**Extrait du texte:**

Le recourant prétend également que le principe de célérité n'aurait pas été
respecté dans la conduite de l'instruction, ce qui justifierait sa mise en
liberté immédiate.

3.1 L'incarcération peut aussi être disproportionnée en cas de retard
injustifié dans le cours de la procédure pénale (ATF 128 I 149 consid. 2.2 p.
151; 125 I 60 consid. 3d p. 64; 124 I 208 consid. 6 p. 215 et les arrêts
cités). Le caractère raisonnable de la durée d'une procédure pénale
s'apprécie selon les circonstances particulières de la cause, eu égard à la
complexité de l'affaire, au comportement du requérant et à celui des
autorités compétentes, ainsi qu'à l'enjeu du litige pour le prévenu (ATF 124
I 139 consid. 2c p. 142; 119 Ib 311 consid. 5b p. 325; 117 Ib 193 consid. 1c
p. 197). N'importe quel retard n'est pas suffisant pour justifier
l'élargissement du prévenu. Il doit s'agir d'un manquement particulièrement
grave, faisant au surplus apparaître que l'autorité de poursuite n'est plus
en mesure de conduire la procédure à chef dans un délai raisonnable. En cas
de retard de moindre gravité, des injonctions particulières peuvent être
données, comme par exemple la fixation d'un délai de détention maximum; c'est
au surplus au juge du fond qu'il appartient, le cas échéant par une réduction
de peine, de tenir compte d'une violation de l'obligation de célérité (ATF
128 I 149 consid. 2.2 p. 151/152).

**Consignes à suivre:**
**A)** Dressez la liste de tous les critères au regard desquels, selon l'extrait, s'apprécie le caractère raisonnable de la durée d'une procédure pénale.
**B)** Citez fidèlement le passage de l'extrait allant de « Le recourant prétend » jusqu'à « liberté immédiate. » inclus.
**C)** Répondez à ces questions d'après l'extrait :
(i) Quel principe le recourant prétend-il ne pas avoir été respecté dans la conduite de l'instruction ?
(ii) Quel exemple d'injonction particulière l'extrait donne-t-il en cas de retard de moindre gravité ?
(iii) Par quel moyen le juge du fond peut-il, le cas échéant, tenir compte d'une violation de l'obligation de célérité ?
Les entrées n'ont aucun rôle dans ce travail.

**Données enregistrées:**

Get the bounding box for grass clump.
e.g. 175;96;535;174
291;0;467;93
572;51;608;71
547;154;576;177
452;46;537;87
==
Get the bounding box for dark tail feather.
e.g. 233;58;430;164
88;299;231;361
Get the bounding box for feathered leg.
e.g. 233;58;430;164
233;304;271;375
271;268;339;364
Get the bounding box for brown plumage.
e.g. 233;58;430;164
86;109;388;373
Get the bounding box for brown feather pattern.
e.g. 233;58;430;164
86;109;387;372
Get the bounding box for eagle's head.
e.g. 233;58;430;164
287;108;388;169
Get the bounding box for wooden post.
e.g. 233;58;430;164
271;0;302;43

**Les réponses:**
**A)**
- la complexité de l'affaire
- le comportement du requérant
- le comportement des autorités compétentes
- l'enjeu du litige pour le prévenu

**B)**
Le recourant prétend également que le principe de célérité n'aurait pas été
respecté dans la conduite de l'instruction, ce qui justifierait sa mise en
liberté immédiate.

**C)**
(i) Le principe de célérité.
(ii) La fixation d'un délai de détention maximum.
(iii) Par une réduction de peine.